| Prompt |
Where a line in the data below includes the word "empty", count it. State the total and nothing more.

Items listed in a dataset

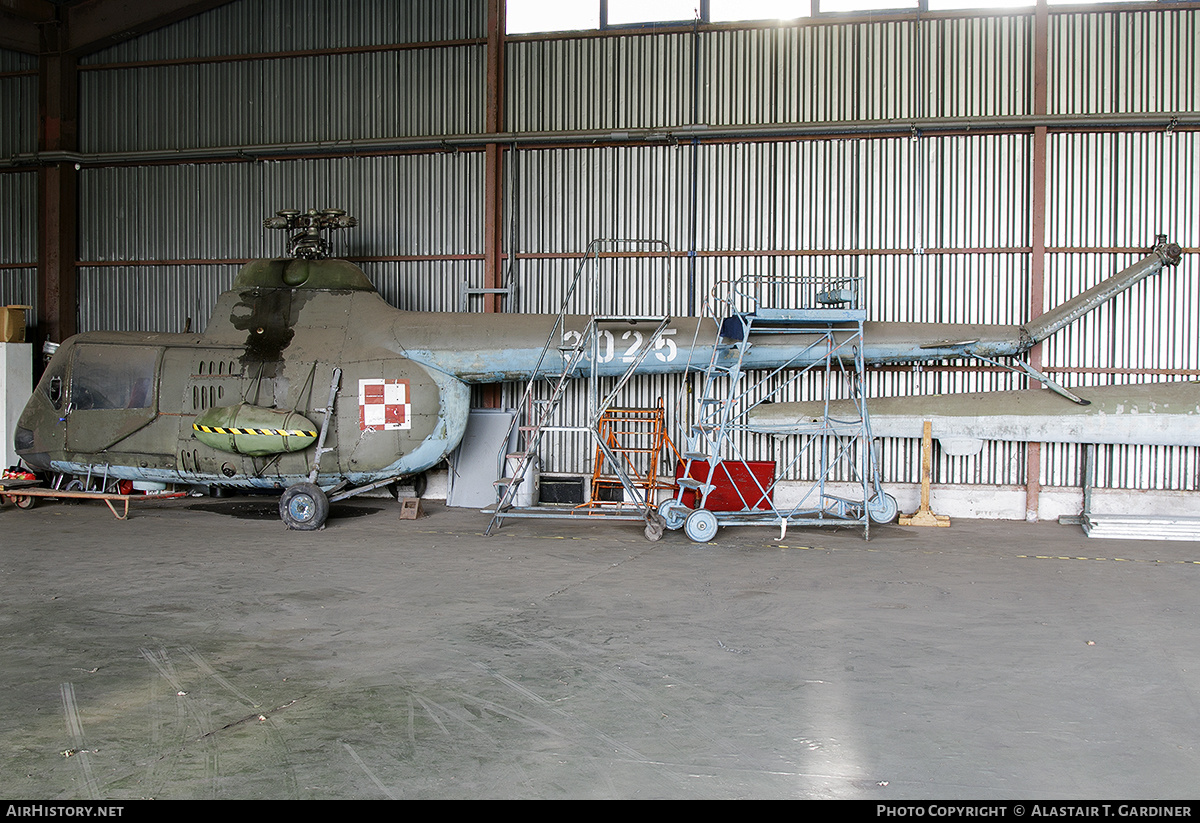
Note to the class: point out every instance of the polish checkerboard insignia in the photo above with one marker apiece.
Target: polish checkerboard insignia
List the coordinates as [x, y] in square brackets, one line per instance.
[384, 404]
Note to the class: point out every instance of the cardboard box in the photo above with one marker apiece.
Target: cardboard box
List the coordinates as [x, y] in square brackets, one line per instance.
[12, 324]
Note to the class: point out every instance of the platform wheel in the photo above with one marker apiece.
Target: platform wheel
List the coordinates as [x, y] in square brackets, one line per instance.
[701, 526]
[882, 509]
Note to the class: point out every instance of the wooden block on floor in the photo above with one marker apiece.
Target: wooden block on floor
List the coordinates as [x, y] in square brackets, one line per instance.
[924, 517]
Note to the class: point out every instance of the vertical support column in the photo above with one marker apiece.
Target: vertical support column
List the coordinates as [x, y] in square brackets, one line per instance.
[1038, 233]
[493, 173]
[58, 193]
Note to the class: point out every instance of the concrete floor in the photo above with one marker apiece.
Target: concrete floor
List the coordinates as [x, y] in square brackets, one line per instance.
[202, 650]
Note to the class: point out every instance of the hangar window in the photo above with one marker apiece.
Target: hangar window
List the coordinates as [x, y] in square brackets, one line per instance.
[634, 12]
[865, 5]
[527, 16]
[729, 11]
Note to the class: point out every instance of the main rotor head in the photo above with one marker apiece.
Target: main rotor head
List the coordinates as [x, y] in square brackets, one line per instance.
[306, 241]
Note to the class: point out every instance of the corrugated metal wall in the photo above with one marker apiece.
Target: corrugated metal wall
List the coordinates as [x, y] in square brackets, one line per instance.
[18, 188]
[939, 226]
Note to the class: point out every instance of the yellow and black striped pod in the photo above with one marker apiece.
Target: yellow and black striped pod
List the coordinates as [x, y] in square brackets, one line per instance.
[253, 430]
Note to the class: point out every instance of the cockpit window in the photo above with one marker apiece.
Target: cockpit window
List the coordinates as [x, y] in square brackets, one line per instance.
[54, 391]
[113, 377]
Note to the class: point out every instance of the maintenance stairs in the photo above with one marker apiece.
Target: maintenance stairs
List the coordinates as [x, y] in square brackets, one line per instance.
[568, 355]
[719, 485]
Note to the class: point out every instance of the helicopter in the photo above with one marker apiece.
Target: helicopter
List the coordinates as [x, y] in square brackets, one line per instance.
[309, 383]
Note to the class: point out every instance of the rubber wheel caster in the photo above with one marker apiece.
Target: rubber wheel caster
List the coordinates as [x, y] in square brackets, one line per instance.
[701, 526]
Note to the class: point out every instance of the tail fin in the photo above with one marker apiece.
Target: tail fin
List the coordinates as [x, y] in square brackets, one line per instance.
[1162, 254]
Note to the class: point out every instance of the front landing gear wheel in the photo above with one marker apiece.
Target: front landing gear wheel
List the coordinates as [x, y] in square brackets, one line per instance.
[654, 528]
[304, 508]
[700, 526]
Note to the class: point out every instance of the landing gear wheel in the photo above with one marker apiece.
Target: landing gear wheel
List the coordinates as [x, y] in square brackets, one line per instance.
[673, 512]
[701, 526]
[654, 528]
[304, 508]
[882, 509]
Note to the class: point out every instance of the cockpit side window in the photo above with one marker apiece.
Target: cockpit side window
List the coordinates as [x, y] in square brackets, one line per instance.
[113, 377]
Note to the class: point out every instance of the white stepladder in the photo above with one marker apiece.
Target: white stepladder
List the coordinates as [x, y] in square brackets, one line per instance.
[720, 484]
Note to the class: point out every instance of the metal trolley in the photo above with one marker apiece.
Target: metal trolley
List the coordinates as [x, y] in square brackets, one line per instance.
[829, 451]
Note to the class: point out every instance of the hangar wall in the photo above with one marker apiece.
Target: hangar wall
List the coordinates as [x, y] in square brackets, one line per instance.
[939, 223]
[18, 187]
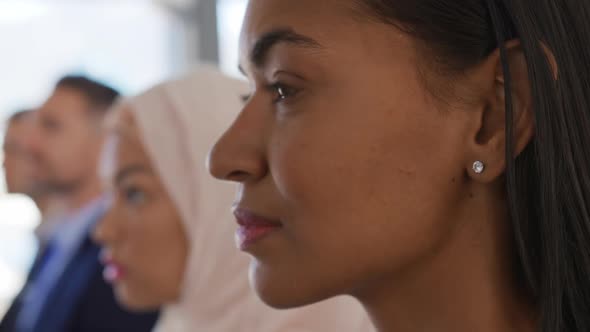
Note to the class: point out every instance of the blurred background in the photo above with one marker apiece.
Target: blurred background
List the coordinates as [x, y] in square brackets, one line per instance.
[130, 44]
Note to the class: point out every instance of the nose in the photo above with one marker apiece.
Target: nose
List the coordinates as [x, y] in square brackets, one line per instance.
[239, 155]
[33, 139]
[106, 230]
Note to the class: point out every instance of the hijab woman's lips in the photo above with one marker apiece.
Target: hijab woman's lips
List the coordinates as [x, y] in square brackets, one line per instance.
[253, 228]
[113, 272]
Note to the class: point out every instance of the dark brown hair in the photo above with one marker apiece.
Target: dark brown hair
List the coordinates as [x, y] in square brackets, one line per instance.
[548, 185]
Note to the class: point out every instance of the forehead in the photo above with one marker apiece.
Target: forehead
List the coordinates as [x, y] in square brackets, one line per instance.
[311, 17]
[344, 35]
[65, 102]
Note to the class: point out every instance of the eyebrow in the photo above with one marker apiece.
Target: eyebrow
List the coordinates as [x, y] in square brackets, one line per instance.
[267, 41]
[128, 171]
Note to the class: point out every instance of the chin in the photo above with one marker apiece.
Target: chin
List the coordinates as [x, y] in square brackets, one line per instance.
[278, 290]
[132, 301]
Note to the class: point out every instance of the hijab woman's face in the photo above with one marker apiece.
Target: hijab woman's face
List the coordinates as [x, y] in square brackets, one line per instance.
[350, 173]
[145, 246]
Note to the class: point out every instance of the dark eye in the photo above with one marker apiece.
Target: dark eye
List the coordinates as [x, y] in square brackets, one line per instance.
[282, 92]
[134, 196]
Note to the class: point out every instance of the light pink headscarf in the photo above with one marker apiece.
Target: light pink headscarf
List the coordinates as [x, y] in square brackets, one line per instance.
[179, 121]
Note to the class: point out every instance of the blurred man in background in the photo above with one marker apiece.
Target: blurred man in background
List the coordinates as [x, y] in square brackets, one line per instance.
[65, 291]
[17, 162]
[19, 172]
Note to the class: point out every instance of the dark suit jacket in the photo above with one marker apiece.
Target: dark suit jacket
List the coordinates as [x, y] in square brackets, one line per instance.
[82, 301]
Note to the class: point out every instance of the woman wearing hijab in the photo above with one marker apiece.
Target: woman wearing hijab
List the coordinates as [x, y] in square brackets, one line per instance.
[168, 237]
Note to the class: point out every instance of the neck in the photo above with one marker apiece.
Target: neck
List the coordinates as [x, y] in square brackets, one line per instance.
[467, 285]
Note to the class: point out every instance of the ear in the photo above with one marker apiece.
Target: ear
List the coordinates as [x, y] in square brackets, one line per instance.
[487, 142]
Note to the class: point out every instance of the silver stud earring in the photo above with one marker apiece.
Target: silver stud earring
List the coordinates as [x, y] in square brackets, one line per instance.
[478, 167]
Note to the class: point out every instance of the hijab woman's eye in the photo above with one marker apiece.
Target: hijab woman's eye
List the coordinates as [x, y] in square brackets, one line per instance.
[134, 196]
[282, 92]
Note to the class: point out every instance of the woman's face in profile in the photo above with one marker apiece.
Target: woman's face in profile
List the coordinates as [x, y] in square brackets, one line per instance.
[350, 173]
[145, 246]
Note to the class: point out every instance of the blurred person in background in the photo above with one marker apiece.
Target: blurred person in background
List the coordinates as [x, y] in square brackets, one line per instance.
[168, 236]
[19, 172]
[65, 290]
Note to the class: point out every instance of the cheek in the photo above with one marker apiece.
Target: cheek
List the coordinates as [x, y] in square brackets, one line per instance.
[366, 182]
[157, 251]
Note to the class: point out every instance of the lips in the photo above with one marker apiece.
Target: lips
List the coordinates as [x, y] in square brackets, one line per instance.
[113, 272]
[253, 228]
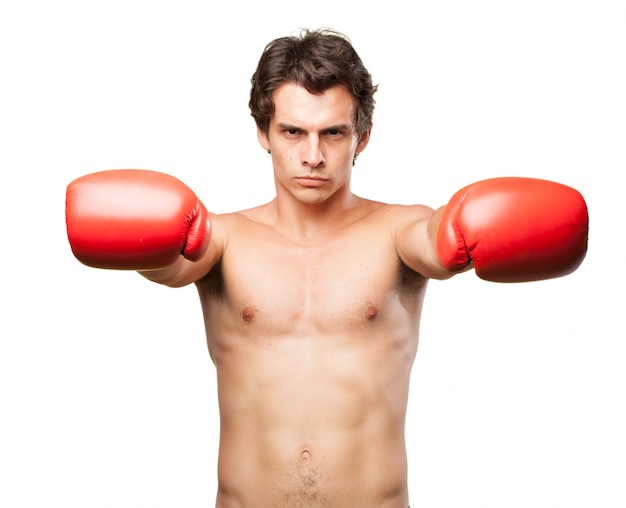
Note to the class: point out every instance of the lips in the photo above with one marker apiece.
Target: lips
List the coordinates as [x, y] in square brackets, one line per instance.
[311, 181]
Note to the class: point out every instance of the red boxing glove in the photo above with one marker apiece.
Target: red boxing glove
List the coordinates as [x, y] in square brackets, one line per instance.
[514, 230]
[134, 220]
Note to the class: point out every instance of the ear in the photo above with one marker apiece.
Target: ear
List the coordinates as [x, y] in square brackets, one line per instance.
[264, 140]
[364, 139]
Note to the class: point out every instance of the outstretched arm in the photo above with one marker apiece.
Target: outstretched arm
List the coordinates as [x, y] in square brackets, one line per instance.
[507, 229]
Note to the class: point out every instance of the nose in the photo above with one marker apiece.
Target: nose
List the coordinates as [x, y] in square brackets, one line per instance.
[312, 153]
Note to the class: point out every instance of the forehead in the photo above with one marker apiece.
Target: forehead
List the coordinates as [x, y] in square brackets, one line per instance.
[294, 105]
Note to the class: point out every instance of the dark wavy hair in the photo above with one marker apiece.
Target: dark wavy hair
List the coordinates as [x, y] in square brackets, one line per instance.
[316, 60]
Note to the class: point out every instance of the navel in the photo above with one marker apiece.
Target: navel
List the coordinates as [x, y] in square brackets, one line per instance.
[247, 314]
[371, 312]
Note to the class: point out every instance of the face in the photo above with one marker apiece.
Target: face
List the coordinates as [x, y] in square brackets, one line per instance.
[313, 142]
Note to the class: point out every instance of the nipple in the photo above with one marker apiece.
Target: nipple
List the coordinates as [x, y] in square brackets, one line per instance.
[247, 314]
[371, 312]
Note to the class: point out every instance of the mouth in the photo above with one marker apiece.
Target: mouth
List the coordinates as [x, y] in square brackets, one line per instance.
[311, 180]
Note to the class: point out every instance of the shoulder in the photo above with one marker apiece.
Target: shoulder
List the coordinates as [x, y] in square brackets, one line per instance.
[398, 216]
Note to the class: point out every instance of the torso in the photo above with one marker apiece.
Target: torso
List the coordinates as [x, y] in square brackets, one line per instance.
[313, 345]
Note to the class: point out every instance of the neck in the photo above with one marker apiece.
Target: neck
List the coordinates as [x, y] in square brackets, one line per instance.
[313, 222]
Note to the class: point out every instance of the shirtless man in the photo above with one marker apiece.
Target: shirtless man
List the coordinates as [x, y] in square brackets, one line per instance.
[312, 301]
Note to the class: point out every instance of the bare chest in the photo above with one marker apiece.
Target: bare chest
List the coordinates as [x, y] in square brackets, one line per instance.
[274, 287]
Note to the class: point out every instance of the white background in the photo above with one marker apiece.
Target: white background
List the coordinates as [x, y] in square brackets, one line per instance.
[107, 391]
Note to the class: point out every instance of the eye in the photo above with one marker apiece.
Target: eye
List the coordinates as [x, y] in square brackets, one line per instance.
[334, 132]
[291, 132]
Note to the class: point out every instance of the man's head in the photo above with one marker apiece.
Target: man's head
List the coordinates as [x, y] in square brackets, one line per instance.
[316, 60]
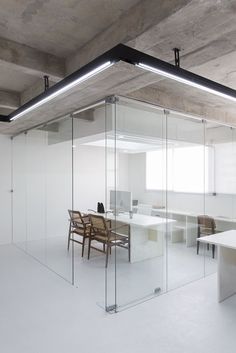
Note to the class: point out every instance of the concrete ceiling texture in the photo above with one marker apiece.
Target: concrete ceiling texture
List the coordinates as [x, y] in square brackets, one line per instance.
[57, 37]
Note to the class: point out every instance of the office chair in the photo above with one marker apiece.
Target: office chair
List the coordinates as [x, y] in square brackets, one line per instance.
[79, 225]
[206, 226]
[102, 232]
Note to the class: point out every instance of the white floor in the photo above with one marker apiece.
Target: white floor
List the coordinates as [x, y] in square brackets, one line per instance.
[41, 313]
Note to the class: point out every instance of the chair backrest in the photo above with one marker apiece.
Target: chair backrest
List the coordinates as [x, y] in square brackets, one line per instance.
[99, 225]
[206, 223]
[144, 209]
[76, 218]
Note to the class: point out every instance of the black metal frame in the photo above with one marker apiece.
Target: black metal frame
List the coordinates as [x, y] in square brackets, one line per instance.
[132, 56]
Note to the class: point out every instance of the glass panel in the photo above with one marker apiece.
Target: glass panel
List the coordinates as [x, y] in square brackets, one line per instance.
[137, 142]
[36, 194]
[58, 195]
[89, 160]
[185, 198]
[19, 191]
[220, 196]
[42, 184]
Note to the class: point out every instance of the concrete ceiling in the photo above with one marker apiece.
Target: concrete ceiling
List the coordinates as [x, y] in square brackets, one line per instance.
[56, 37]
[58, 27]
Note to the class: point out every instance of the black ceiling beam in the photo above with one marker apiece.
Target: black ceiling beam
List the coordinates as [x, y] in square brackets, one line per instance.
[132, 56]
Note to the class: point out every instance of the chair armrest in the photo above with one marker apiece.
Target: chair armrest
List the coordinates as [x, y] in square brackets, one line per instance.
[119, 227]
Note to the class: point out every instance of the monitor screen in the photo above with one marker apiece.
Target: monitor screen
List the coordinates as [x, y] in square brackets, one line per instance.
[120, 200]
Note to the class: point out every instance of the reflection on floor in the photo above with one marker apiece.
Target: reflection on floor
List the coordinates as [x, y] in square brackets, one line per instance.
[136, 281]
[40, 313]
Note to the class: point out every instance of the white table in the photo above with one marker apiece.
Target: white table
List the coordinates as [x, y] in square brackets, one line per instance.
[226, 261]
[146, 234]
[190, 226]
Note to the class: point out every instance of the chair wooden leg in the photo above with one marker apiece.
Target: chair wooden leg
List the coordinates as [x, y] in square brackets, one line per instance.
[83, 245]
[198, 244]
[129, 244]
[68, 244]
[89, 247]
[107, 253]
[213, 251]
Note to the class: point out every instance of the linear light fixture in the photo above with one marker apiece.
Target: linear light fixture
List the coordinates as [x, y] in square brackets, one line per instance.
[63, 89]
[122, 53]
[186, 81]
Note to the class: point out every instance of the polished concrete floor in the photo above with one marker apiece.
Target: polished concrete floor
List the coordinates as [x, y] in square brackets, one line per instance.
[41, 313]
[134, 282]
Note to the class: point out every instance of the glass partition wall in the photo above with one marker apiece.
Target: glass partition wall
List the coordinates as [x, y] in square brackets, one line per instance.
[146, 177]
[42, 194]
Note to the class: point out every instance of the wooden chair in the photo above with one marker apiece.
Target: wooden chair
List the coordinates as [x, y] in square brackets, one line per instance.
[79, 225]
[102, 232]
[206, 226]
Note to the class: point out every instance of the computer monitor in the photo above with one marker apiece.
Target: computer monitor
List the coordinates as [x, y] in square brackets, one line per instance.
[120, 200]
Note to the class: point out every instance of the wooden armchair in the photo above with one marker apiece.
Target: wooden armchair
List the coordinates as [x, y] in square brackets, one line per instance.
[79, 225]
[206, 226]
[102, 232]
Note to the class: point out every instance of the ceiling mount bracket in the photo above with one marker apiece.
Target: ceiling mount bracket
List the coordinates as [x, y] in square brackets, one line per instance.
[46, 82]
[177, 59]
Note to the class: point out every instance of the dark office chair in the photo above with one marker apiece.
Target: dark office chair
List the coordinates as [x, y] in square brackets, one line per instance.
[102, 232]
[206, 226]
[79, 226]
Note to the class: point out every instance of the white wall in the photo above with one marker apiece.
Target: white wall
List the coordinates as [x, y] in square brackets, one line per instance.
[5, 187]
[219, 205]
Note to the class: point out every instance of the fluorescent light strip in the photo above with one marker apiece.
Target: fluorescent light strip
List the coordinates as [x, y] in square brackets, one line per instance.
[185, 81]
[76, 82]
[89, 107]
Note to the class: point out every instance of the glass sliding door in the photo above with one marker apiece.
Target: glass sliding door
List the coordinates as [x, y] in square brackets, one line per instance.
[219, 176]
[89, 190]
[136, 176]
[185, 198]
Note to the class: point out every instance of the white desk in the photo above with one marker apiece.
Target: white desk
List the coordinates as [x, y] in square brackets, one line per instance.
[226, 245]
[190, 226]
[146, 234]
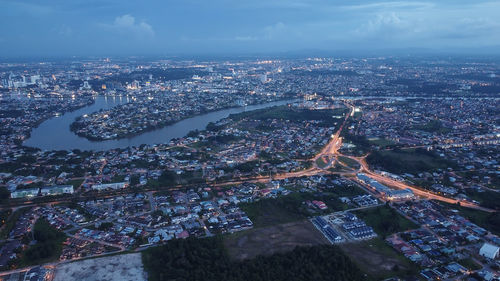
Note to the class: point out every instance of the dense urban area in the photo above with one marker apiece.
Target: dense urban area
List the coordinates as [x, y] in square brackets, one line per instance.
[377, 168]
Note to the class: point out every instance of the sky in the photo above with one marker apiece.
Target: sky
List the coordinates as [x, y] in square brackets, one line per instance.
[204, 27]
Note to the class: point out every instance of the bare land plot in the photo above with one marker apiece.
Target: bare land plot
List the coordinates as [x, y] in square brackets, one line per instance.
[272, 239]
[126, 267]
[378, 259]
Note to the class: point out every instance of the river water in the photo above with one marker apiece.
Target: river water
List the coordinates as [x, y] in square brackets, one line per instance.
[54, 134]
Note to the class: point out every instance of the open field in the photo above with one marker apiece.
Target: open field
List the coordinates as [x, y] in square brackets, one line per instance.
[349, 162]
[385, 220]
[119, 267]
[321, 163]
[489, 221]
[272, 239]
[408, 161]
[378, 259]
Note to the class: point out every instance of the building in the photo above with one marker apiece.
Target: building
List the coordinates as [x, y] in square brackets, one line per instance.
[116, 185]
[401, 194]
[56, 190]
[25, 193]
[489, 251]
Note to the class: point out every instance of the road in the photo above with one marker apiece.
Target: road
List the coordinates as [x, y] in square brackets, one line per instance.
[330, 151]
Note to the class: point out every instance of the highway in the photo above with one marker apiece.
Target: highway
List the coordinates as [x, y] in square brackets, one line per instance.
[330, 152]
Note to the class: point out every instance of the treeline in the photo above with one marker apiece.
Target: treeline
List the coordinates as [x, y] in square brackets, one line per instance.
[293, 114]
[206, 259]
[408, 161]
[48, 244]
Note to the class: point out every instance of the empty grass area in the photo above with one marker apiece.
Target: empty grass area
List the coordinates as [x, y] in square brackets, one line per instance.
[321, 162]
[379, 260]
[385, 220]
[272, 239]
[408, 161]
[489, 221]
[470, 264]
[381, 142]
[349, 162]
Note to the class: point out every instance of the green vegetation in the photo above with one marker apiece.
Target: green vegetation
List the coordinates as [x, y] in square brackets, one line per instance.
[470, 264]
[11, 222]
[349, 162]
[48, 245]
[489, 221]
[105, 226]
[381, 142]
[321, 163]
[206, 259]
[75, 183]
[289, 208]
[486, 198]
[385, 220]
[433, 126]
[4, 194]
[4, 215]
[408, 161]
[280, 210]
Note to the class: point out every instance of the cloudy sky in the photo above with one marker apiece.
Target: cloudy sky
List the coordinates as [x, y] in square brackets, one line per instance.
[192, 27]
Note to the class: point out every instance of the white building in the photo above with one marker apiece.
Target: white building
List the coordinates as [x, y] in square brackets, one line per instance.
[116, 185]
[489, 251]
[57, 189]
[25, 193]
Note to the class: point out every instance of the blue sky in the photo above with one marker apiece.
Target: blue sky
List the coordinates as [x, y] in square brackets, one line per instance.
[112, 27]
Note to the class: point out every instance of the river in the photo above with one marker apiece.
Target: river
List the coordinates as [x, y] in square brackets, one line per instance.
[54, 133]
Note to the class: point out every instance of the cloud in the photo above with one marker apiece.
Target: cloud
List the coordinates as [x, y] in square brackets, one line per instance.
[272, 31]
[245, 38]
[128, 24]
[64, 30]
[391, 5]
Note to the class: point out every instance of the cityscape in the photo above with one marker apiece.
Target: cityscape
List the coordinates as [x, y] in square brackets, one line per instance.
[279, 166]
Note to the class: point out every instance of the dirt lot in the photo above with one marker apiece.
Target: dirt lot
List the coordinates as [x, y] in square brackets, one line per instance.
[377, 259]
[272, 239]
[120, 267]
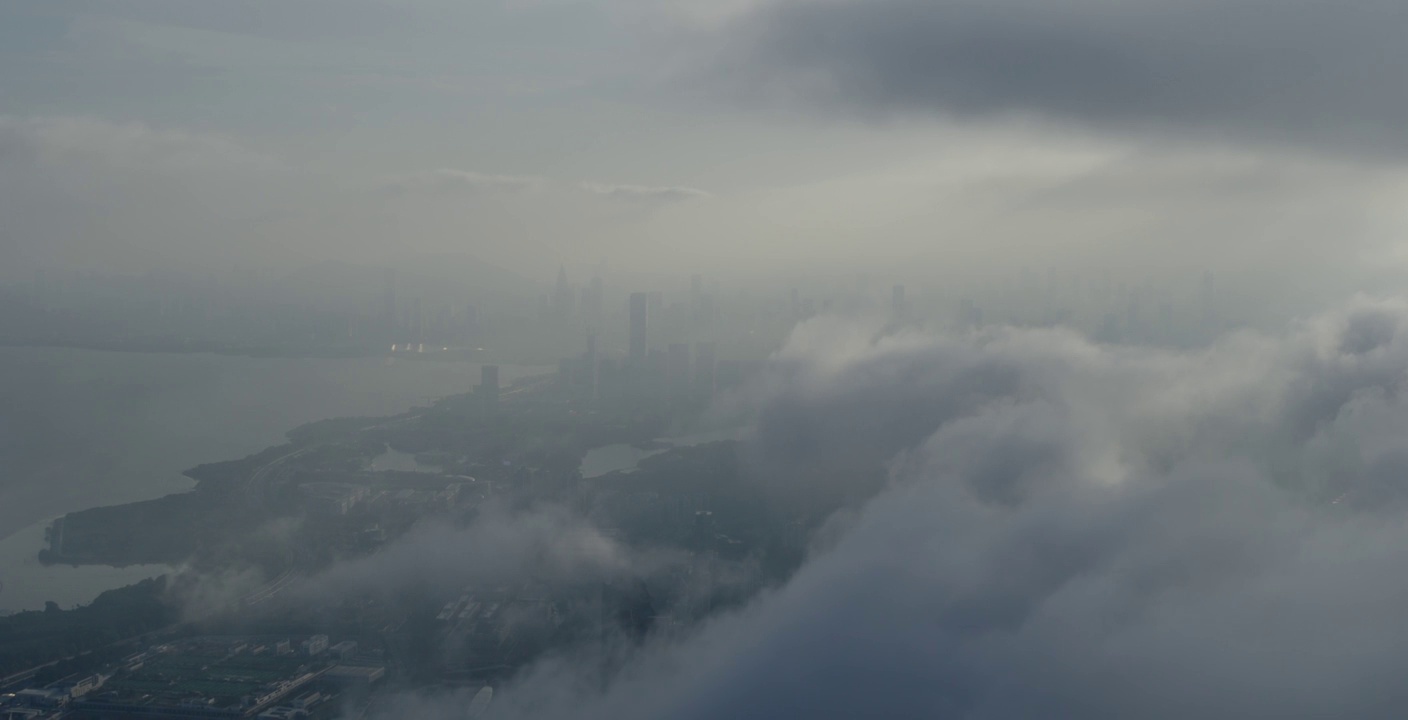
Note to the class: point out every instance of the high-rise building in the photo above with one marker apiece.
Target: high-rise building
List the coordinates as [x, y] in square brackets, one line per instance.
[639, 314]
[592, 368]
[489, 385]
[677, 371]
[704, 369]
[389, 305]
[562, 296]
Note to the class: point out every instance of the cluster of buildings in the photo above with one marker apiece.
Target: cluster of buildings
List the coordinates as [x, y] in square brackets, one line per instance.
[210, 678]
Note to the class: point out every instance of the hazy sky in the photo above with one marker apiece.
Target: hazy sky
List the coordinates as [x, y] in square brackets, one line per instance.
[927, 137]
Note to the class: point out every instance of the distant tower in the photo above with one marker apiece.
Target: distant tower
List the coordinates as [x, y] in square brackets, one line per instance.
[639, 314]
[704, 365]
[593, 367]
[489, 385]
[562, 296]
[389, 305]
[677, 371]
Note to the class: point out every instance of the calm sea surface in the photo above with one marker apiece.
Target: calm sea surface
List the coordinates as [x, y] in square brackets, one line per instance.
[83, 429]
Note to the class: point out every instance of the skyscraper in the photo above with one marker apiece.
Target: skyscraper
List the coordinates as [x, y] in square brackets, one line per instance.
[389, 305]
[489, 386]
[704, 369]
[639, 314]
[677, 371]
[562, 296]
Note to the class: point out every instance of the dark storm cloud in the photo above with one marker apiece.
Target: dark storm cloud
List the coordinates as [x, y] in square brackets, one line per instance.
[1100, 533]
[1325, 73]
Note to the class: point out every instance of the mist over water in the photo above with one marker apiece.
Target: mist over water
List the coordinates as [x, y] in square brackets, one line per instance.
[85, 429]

| Reply to the exercise |
2